| Task statement |
Rewrite the material below, beginning at the line that has "Where can the red-roofed" and stopping after the line that has "x=723, y=318". Change "house" to "building" and leave everything else unchanged.
**** Material provided ****
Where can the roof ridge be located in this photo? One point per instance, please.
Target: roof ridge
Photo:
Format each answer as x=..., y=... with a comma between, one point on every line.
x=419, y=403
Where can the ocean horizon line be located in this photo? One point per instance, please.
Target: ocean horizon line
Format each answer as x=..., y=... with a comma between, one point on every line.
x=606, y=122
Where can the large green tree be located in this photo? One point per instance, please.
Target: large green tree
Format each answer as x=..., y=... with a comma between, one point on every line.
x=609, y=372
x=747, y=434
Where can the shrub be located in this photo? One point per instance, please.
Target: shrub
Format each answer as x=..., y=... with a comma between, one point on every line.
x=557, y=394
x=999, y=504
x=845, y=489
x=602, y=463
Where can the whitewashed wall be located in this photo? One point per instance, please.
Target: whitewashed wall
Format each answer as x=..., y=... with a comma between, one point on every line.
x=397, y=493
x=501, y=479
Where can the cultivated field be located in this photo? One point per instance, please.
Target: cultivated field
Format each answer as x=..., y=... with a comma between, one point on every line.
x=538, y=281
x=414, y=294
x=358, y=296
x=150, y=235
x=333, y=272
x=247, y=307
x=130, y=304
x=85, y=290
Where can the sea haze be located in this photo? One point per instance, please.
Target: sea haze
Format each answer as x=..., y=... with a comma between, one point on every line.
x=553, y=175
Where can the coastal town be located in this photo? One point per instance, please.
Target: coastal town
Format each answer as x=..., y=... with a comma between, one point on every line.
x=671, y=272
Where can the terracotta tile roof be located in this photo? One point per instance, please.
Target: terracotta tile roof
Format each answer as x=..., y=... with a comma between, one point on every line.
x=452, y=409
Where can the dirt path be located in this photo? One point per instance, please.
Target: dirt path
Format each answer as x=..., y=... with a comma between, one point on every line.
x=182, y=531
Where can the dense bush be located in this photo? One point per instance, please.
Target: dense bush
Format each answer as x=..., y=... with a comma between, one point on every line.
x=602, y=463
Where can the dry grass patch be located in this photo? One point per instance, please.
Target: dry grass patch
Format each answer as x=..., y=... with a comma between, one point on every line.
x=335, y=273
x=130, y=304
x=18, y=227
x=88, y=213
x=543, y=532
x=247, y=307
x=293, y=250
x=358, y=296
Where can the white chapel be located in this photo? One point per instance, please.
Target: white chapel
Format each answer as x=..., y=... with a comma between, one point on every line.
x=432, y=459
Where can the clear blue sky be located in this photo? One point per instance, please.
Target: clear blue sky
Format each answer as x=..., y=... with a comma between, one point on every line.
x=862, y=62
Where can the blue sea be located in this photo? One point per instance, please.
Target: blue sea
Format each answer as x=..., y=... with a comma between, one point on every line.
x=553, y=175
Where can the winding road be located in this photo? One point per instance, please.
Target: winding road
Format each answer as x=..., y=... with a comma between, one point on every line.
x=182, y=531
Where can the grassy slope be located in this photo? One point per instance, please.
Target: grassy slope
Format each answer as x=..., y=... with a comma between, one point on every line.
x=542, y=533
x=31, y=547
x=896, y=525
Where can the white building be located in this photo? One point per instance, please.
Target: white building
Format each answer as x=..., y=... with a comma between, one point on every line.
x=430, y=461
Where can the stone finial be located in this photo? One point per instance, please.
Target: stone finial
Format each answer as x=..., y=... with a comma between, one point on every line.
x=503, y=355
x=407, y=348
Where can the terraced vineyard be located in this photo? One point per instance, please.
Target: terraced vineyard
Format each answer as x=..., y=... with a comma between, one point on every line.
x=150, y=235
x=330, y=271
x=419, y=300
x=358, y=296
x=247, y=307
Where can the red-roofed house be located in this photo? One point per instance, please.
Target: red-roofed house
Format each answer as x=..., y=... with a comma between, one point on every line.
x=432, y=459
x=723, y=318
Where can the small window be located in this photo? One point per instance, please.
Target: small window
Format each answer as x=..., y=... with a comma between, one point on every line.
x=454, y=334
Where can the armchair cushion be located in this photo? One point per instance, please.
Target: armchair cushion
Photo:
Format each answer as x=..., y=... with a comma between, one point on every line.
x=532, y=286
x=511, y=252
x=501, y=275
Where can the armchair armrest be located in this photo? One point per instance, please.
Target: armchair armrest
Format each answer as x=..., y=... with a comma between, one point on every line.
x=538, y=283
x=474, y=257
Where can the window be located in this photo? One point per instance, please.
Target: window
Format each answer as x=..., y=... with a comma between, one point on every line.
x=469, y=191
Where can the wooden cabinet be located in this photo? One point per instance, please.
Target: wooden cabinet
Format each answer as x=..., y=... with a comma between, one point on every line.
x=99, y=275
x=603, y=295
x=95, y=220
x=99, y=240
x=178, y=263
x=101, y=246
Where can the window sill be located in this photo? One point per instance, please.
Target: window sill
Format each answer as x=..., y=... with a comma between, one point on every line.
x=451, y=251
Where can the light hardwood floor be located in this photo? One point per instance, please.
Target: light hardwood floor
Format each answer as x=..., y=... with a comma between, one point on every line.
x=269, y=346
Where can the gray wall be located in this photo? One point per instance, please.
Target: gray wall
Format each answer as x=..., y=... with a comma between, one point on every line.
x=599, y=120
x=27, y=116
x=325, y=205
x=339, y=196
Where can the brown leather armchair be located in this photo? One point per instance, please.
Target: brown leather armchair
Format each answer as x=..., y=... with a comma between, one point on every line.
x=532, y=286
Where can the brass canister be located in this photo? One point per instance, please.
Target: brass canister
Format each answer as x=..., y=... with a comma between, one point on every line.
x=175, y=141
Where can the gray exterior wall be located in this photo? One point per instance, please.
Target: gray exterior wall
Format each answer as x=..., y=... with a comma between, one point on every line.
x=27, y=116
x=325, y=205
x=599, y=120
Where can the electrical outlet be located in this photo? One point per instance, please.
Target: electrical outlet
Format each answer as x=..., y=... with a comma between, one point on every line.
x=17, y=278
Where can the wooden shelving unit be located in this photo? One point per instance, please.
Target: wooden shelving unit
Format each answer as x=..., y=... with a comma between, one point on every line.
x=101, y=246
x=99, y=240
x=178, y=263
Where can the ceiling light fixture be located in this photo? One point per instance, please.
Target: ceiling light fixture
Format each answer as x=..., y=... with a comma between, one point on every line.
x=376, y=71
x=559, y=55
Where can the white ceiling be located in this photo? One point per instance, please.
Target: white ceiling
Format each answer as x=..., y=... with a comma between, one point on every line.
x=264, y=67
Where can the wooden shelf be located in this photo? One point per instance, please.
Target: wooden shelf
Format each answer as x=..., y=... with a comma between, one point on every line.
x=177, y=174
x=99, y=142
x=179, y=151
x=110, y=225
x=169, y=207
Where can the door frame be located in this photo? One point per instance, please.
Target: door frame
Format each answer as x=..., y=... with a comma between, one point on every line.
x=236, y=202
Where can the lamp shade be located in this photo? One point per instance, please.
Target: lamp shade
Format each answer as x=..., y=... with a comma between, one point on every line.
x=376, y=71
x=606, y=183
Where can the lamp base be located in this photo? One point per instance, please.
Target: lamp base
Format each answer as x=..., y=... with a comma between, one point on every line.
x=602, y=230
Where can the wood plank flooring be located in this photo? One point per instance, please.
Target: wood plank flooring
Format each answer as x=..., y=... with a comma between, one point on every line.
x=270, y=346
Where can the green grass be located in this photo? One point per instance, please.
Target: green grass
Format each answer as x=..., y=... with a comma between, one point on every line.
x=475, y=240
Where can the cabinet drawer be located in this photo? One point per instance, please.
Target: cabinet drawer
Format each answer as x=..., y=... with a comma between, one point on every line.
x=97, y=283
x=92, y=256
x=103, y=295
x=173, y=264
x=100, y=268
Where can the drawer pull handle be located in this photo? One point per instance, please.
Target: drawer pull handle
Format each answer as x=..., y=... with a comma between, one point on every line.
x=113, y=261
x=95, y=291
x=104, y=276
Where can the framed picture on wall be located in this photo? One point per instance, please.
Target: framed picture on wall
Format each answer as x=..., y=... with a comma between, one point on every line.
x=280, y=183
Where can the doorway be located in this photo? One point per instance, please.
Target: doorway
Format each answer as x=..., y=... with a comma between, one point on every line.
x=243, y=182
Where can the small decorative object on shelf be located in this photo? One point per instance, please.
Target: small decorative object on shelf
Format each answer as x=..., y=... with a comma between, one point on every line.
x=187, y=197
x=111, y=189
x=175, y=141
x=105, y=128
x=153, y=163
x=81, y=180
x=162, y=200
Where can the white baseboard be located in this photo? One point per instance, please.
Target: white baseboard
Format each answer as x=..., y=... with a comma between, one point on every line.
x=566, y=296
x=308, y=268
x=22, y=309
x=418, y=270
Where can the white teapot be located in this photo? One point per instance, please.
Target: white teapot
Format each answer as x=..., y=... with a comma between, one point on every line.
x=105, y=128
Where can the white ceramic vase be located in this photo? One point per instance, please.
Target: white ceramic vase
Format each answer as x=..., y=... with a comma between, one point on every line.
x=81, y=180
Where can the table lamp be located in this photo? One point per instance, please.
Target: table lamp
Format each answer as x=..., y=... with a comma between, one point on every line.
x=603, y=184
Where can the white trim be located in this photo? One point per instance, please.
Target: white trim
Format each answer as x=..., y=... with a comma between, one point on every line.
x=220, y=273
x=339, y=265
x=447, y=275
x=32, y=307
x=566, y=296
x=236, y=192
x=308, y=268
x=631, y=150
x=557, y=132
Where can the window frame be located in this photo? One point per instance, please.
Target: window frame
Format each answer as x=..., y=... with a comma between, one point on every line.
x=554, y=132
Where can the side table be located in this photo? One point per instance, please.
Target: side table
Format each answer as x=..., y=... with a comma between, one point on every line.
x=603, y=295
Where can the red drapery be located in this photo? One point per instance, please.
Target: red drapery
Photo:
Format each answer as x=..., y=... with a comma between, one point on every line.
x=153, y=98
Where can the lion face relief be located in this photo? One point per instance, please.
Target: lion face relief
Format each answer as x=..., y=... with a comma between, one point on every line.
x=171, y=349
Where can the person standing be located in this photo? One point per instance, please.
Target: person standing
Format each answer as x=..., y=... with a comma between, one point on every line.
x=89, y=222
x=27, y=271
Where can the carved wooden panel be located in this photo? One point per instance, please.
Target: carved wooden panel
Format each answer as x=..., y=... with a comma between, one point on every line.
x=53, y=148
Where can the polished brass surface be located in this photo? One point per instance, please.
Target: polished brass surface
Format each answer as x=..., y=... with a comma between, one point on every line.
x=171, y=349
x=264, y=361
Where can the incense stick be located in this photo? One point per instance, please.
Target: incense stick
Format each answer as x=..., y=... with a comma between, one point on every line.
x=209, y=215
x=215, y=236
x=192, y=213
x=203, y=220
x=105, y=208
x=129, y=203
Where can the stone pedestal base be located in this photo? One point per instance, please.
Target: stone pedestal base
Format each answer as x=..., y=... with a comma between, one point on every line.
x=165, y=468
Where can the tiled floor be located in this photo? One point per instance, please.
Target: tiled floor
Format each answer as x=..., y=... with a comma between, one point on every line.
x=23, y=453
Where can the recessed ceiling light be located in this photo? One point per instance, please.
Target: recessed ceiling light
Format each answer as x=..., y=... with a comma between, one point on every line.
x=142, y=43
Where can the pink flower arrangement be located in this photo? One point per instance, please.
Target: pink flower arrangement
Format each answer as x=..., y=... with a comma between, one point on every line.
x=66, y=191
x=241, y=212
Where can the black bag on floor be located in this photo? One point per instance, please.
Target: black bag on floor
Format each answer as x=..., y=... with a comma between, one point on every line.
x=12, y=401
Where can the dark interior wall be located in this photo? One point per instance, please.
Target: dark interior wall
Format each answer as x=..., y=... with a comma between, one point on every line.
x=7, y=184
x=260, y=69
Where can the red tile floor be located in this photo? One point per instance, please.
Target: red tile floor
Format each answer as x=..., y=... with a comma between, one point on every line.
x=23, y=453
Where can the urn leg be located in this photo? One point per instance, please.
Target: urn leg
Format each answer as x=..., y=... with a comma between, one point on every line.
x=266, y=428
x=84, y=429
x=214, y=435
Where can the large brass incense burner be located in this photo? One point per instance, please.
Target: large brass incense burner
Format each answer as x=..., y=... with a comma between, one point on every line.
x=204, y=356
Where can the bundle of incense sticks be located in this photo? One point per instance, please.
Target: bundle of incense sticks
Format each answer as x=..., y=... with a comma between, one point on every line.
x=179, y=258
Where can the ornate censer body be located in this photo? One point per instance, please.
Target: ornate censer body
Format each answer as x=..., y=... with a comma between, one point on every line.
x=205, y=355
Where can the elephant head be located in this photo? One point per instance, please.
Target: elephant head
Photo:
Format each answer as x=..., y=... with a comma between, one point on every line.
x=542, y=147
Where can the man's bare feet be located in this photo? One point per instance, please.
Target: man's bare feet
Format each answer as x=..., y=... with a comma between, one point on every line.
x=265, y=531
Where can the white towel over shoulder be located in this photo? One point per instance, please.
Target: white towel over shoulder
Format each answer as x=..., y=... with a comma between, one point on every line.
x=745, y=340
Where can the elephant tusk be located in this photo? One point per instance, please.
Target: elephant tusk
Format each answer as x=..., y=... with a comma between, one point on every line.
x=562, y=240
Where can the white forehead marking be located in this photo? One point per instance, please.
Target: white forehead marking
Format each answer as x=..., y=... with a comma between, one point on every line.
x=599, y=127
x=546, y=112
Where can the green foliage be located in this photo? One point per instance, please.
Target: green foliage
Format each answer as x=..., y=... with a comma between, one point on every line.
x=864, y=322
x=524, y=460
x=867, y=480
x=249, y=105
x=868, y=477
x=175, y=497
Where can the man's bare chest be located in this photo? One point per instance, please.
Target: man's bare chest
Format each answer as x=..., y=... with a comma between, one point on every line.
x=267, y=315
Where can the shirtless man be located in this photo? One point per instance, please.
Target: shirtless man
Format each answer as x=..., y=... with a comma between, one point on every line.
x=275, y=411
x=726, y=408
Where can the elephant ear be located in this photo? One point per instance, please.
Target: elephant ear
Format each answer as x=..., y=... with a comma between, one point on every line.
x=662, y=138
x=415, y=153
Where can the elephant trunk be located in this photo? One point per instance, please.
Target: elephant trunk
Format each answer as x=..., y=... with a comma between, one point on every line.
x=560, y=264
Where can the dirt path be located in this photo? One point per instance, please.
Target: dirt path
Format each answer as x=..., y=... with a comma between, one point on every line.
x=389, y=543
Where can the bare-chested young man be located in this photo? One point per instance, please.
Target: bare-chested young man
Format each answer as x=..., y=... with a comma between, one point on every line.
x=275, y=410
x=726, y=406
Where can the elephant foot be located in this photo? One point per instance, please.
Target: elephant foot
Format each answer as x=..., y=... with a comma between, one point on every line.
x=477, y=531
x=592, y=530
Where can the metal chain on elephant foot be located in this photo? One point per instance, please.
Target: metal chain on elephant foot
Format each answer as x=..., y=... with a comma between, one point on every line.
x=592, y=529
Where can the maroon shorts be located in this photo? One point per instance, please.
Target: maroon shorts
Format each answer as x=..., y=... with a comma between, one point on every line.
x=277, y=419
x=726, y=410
****
| Exercise response |
Where can the red-roofed building be located in this photo? One point per instance, please.
Target: red-roofed building
Format each answer as x=..., y=... with a comma between, one point on every line.
x=432, y=459
x=723, y=318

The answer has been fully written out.